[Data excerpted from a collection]
[Start of Attachment]
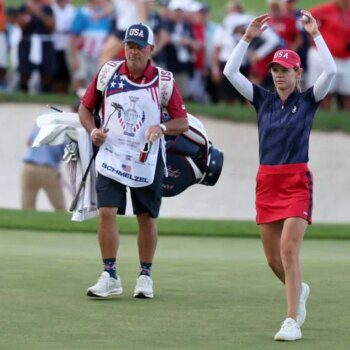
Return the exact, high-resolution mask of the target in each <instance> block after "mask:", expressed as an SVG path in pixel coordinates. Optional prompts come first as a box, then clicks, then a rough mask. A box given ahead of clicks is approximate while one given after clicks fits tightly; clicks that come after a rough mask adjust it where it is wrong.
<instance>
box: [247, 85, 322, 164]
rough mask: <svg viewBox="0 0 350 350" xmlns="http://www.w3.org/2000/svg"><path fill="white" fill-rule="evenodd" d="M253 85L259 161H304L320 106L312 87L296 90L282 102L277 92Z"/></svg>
mask: <svg viewBox="0 0 350 350" xmlns="http://www.w3.org/2000/svg"><path fill="white" fill-rule="evenodd" d="M253 89H254V93H253V102H252V104H253V106H254V107H255V109H256V111H257V118H258V130H259V159H260V164H264V165H281V164H295V163H307V162H308V160H309V137H310V132H311V127H312V121H313V119H314V116H315V113H316V110H317V108H318V106H319V102H316V101H315V96H314V93H313V87H311V88H309V89H308V90H306V91H304V92H299V91H297V90H295V91H294V92H293V93H292V94H290V95H289V97H288V98H287V100H286V101H285V102H284V103H282V101H281V99H280V97H279V96H278V94H277V92H271V91H268V90H266V89H264V88H262V87H261V86H258V85H254V84H253Z"/></svg>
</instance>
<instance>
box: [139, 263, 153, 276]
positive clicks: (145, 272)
mask: <svg viewBox="0 0 350 350" xmlns="http://www.w3.org/2000/svg"><path fill="white" fill-rule="evenodd" d="M151 269H152V263H144V262H142V261H141V262H140V276H142V275H144V276H151Z"/></svg>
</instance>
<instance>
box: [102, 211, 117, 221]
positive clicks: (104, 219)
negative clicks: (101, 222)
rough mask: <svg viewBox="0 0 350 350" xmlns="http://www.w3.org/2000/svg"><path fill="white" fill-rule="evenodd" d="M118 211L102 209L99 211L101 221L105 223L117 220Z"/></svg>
mask: <svg viewBox="0 0 350 350" xmlns="http://www.w3.org/2000/svg"><path fill="white" fill-rule="evenodd" d="M116 214H117V210H116V209H115V208H107V207H106V208H100V209H99V210H98V216H99V219H100V221H102V222H105V221H109V220H115V216H116Z"/></svg>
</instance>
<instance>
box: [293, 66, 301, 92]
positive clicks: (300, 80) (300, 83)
mask: <svg viewBox="0 0 350 350" xmlns="http://www.w3.org/2000/svg"><path fill="white" fill-rule="evenodd" d="M294 70H295V71H296V72H299V71H300V76H299V77H297V78H296V82H295V86H296V88H297V90H298V91H299V92H301V73H302V69H301V68H298V67H294Z"/></svg>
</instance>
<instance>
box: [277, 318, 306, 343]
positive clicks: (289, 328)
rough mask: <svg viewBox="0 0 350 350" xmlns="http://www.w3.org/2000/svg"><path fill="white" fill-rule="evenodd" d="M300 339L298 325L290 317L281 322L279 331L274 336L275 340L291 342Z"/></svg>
mask: <svg viewBox="0 0 350 350" xmlns="http://www.w3.org/2000/svg"><path fill="white" fill-rule="evenodd" d="M301 338H302V335H301V330H300V327H299V325H298V323H297V322H296V321H295V320H294V319H292V318H290V317H288V318H286V319H285V320H284V321H283V323H282V326H281V329H280V330H279V331H278V332H277V333H276V334H275V340H285V341H293V340H298V339H301Z"/></svg>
[End of Attachment]
* _ASSIGNMENT_:
Rewrite the data above with every instance of "positive clicks" changed to "foreground clicks" and nothing else altered. Omit the pictures from the output.

* _RESPONSE TO THIS TASK_:
Return the exact, high-resolution mask of the target in each <instance> block after "mask:", expressed as an SVG path in pixel coordinates. Optional prompts come first as a box, then clicks, then a rough mask. A box given ahead of clicks is approximate while one given after clicks fits tightly; clicks that come after a rough mask adjust it where it is wrong.
<instance>
box: [247, 85, 322, 164]
rough mask: <svg viewBox="0 0 350 350" xmlns="http://www.w3.org/2000/svg"><path fill="white" fill-rule="evenodd" d="M253 85L259 161H304L320 106L312 87L296 90L282 102L277 92Z"/></svg>
mask: <svg viewBox="0 0 350 350" xmlns="http://www.w3.org/2000/svg"><path fill="white" fill-rule="evenodd" d="M253 89H254V93H253V102H252V104H253V106H254V107H255V109H256V111H257V118H258V130H259V159H260V164H264V165H281V164H295V163H307V162H308V160H309V137H310V132H311V127H312V121H313V119H314V116H315V113H316V110H317V108H318V106H319V102H316V101H315V96H314V93H313V87H311V88H309V89H308V90H306V91H304V92H299V91H297V90H295V91H294V92H293V93H292V94H290V95H289V97H288V98H287V100H286V101H285V102H284V103H282V101H281V99H280V97H279V96H278V94H277V92H271V91H268V90H266V89H264V88H262V87H261V86H258V85H254V84H253Z"/></svg>
</instance>
<instance>
box: [139, 263, 153, 276]
foreground clicks: (145, 272)
mask: <svg viewBox="0 0 350 350" xmlns="http://www.w3.org/2000/svg"><path fill="white" fill-rule="evenodd" d="M151 269H152V263H144V262H142V261H141V262H140V276H142V275H144V276H151Z"/></svg>
</instance>
<instance>
box: [102, 211, 117, 221]
foreground clicks: (104, 219)
negative clicks: (101, 222)
rough mask: <svg viewBox="0 0 350 350" xmlns="http://www.w3.org/2000/svg"><path fill="white" fill-rule="evenodd" d="M118 211L102 209L99 211L101 221L105 223L117 220Z"/></svg>
mask: <svg viewBox="0 0 350 350" xmlns="http://www.w3.org/2000/svg"><path fill="white" fill-rule="evenodd" d="M116 214H117V210H116V209H115V208H107V207H106V208H100V209H99V210H98V216H99V219H100V221H102V222H105V221H109V220H115V216H116Z"/></svg>
</instance>
<instance>
box: [293, 66, 301, 92]
foreground clicks: (300, 80) (300, 83)
mask: <svg viewBox="0 0 350 350" xmlns="http://www.w3.org/2000/svg"><path fill="white" fill-rule="evenodd" d="M294 70H295V71H296V72H299V71H300V76H299V77H297V78H296V82H295V86H296V88H297V90H298V91H299V92H301V73H302V69H301V68H298V67H294Z"/></svg>
</instance>
<instance>
box: [277, 318, 306, 343]
foreground clicks: (289, 328)
rough mask: <svg viewBox="0 0 350 350" xmlns="http://www.w3.org/2000/svg"><path fill="white" fill-rule="evenodd" d="M300 339L298 325L290 317L281 322L279 331L274 336L275 340L291 342Z"/></svg>
mask: <svg viewBox="0 0 350 350" xmlns="http://www.w3.org/2000/svg"><path fill="white" fill-rule="evenodd" d="M301 338H302V335H301V330H300V327H299V325H298V323H297V322H296V321H295V320H294V319H292V318H290V317H288V318H286V319H285V320H284V321H283V323H282V326H281V329H280V330H279V331H278V332H277V333H276V334H275V340H285V341H293V340H298V339H301Z"/></svg>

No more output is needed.